TASK STATEMENT -> Go through the data and copy each line where the string "below" appears.

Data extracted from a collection
#####
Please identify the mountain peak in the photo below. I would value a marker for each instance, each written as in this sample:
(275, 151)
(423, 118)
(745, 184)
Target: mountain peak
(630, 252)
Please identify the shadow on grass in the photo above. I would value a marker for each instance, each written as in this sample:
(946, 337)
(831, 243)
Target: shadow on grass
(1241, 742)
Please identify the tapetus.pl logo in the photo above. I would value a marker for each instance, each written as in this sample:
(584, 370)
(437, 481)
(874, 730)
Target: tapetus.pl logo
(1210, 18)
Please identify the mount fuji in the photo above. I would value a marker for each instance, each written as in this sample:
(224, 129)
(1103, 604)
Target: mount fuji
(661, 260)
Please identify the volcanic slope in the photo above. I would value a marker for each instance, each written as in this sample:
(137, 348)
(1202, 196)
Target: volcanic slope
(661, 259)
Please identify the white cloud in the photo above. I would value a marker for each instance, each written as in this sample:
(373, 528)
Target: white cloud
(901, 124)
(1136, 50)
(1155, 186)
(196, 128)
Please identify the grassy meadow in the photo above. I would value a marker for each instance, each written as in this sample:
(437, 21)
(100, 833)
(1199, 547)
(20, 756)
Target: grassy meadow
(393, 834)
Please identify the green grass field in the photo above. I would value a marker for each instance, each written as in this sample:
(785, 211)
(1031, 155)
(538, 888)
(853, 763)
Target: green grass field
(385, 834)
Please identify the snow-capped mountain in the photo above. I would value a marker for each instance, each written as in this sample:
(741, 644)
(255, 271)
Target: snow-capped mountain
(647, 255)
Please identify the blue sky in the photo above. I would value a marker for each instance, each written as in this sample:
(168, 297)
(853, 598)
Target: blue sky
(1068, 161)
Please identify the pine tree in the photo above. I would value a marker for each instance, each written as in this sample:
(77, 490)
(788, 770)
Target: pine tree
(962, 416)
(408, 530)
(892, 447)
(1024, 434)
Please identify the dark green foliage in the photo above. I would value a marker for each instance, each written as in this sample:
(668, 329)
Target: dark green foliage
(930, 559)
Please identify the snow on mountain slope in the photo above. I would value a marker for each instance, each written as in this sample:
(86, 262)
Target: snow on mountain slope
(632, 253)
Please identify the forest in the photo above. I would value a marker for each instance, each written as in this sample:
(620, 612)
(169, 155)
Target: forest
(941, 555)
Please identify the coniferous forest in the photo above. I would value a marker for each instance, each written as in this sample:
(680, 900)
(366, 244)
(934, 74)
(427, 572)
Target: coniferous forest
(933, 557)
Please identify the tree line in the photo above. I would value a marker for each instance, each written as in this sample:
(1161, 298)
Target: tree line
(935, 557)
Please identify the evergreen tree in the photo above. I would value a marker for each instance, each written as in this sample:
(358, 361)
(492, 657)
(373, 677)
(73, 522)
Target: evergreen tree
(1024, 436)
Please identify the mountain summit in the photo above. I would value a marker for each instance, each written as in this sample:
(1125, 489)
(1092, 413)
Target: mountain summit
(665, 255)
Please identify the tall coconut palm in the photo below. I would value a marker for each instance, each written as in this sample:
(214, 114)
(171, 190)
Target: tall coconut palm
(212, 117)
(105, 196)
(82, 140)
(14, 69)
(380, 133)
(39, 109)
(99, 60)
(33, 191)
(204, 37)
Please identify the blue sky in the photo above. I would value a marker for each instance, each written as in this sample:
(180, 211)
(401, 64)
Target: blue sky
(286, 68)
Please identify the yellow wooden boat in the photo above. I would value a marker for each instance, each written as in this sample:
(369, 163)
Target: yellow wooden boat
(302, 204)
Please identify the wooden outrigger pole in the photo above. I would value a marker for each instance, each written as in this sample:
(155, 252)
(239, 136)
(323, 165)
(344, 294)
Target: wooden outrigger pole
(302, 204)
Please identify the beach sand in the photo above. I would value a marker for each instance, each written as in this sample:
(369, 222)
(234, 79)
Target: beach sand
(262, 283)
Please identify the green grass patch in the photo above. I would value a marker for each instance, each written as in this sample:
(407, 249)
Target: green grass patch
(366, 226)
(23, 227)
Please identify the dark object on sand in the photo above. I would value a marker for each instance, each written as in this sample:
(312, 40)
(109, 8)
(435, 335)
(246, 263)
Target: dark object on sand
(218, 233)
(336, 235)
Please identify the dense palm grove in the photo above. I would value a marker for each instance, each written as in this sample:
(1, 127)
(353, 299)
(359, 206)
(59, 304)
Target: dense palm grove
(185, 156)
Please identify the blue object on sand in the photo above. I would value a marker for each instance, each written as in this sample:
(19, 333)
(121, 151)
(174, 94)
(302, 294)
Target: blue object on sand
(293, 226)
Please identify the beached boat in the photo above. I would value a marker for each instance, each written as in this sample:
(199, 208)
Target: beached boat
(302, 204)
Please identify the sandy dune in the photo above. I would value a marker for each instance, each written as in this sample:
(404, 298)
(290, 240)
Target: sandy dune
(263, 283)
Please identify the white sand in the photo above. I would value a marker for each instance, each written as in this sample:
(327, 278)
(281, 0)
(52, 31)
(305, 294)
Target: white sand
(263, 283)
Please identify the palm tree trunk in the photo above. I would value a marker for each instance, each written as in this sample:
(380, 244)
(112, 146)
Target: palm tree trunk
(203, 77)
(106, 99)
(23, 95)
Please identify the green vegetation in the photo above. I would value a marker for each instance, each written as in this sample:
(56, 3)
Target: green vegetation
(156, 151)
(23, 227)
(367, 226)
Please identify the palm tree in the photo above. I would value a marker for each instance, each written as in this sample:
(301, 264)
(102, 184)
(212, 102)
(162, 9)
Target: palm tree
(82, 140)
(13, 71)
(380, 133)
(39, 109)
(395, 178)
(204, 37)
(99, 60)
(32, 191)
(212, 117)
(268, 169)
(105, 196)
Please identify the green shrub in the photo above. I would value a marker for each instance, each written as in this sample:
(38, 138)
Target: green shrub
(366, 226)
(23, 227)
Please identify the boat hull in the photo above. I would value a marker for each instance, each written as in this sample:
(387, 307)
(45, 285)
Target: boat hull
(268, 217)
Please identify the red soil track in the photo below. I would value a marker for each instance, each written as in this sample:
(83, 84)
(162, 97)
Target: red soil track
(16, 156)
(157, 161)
#####
RESULT FOR THIS TASK ->
Please identify the mountain peak in the photo below. I would value a marker for each instance, each written as in this sample:
Please identify the tall coconut palm in the photo below. I would value a marker for each instance, each written as in this sample:
Please identify the red soil track in the photo below. I would value a marker for each instance, each written as in this sample:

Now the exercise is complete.